Work instructions: Everything in the data that follows should be given again verbatim, except the images.

(Beginning of Source information)

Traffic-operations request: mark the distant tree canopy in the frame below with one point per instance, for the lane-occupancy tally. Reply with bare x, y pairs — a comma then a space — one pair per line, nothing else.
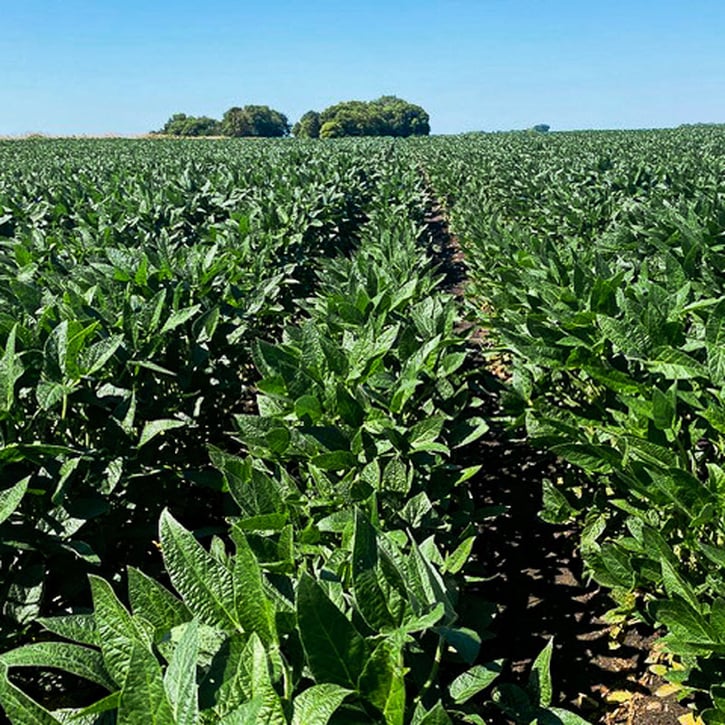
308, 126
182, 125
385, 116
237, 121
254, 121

(End of Source information)

Final answer:
Traffic-operations request: mark the distant tree canopy in the frame below with one point per instance, for the lane-occupancy tally. Reply with bare x, y pairs — a comma then a space — one pair per line, nothing else.
308, 126
182, 125
385, 116
237, 121
254, 121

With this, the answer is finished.